-------- EXTRACTED RECORDS

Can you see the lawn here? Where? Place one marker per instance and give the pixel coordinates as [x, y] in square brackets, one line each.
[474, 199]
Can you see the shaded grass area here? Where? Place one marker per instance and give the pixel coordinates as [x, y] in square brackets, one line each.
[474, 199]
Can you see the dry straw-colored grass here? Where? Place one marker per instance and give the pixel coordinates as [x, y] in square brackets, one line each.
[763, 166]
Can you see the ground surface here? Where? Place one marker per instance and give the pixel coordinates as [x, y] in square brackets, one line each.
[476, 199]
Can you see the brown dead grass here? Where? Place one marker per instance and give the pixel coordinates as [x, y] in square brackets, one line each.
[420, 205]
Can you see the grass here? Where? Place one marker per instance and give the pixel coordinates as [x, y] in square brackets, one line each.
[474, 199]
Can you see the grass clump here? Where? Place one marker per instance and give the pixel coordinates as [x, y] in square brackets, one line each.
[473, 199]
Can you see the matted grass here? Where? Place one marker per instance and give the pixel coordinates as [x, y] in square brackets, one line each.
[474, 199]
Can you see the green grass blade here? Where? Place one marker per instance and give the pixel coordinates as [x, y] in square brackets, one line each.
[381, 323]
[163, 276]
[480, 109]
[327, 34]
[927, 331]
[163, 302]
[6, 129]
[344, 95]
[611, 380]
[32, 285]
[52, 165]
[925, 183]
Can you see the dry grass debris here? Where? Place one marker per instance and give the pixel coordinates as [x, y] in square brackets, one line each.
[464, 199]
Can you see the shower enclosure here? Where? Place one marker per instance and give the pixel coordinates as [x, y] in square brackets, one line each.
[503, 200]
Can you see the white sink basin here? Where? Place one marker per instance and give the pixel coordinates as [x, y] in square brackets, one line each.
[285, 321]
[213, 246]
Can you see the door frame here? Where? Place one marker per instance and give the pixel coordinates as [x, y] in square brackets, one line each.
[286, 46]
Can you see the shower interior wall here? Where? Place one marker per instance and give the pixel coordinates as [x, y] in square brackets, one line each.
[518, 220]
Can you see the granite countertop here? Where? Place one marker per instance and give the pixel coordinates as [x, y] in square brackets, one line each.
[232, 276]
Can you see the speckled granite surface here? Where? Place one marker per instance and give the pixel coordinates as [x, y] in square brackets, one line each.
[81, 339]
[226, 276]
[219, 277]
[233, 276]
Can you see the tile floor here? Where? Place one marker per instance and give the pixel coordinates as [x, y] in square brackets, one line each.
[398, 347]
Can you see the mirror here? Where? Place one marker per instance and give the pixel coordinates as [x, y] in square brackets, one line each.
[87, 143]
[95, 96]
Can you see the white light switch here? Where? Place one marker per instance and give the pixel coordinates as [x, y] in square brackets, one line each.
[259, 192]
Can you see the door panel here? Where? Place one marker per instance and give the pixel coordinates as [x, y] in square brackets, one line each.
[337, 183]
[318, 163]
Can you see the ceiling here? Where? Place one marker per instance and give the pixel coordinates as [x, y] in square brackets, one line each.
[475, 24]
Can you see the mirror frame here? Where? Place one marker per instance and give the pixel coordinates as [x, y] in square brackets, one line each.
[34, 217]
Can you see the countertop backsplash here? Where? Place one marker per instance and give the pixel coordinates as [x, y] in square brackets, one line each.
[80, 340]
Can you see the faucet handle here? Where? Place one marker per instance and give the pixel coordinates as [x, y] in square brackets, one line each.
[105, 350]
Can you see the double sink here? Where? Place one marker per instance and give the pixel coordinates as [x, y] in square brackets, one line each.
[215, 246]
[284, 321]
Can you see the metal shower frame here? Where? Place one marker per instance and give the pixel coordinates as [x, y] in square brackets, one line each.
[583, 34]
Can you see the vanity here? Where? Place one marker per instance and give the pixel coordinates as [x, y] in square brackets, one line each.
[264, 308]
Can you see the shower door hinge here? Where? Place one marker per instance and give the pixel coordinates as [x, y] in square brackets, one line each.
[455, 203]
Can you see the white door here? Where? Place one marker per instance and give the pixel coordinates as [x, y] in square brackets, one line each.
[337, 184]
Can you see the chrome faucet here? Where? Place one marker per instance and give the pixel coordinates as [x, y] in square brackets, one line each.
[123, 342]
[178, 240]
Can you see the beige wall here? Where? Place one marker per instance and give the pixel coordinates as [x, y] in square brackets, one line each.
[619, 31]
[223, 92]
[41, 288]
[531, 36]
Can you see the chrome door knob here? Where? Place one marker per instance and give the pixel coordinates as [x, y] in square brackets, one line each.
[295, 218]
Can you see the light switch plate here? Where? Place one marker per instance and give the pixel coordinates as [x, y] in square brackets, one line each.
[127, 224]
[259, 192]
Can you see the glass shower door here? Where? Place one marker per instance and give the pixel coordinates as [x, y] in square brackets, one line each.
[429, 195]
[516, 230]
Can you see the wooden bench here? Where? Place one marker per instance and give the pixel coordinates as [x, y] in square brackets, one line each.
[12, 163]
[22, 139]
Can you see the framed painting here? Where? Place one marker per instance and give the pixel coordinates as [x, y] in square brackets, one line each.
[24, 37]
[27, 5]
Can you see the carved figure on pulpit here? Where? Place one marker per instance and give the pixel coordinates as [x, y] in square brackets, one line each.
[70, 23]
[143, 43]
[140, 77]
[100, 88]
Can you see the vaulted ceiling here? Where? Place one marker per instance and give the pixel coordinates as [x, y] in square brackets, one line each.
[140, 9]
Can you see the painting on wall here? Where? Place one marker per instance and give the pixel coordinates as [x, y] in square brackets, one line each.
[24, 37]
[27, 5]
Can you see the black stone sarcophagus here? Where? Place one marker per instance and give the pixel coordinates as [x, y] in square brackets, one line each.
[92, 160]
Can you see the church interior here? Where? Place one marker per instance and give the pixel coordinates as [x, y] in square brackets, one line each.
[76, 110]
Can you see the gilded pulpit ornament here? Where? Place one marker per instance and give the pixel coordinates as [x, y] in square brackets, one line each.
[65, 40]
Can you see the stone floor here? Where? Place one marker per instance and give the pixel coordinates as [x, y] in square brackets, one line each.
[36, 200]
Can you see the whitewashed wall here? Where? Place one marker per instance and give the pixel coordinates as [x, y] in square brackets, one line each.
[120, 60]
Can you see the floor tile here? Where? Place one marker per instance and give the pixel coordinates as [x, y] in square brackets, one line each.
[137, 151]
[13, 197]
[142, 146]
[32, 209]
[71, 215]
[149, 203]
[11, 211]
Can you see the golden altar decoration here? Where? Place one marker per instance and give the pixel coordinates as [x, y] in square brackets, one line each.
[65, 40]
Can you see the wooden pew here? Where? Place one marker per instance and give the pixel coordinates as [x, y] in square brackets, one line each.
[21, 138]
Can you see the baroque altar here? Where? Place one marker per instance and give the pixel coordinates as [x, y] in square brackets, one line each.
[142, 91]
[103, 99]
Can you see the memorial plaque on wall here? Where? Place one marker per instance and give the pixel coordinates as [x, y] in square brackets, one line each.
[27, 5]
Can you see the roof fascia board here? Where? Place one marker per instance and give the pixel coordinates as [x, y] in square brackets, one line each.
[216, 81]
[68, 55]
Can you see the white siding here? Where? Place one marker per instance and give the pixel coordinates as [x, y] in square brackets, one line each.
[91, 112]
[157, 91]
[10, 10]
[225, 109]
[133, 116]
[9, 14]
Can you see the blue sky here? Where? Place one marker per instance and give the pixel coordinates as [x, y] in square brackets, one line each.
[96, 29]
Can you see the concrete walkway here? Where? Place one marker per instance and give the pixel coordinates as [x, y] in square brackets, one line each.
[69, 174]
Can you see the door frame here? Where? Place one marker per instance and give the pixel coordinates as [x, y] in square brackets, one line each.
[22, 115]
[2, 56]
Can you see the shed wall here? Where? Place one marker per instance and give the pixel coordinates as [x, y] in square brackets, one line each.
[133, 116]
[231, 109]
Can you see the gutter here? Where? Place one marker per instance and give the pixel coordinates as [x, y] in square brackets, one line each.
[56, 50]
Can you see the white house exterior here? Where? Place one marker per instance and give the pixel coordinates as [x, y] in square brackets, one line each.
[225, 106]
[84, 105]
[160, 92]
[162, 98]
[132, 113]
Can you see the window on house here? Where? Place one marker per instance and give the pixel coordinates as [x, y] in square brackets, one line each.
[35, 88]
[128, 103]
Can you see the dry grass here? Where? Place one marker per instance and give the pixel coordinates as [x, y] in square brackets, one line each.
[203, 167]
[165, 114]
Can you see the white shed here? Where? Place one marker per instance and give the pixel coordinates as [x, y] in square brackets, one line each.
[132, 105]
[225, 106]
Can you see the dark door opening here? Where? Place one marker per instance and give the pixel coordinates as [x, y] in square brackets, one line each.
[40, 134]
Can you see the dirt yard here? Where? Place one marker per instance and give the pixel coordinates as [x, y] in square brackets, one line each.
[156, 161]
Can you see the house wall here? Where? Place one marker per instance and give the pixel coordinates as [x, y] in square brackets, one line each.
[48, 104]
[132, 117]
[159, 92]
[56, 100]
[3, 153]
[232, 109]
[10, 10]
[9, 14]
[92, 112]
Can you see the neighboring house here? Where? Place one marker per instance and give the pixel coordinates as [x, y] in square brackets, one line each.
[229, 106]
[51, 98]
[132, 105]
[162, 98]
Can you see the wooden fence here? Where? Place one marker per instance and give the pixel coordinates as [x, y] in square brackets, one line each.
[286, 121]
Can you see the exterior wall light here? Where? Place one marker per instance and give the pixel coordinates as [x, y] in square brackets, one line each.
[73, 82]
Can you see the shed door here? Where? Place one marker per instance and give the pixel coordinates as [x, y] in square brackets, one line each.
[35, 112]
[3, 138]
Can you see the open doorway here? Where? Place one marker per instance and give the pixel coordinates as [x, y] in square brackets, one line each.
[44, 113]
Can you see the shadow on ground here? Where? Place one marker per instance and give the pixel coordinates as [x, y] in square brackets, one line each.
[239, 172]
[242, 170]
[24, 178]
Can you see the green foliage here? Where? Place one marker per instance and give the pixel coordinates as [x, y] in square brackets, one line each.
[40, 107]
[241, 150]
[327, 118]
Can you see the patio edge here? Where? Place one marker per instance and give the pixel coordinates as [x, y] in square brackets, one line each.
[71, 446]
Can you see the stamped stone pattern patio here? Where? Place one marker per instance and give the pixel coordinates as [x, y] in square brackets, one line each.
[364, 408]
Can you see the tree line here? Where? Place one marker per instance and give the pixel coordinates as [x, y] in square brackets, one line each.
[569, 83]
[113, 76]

----------------

> [TASK PROMPT]:
After finding the line that contains "Can you see the green foliage" in the records above, copy that line and each one after it exactly, through the final line.

> [EXERCISE RESPONSE]:
Can you see the green foliage here? Where? Place one marker per instance and give the pixel coordinates as [x, y] in square brackets, one line each.
[40, 107]
[241, 150]
[327, 118]
Can you see the patio edge here? Where? Place one marker per instance and give the pixel coordinates as [x, y] in square brackets, one line each.
[71, 446]
Can you see the stamped stone pattern patio here? Where? Place one marker per instance and give the pixel coordinates as [x, y] in square brackets, one line each.
[364, 408]
Can you see the tree line here? Where? Place one marker per instance and give the pixel coordinates as [x, y] in square brackets, one line each.
[569, 83]
[113, 76]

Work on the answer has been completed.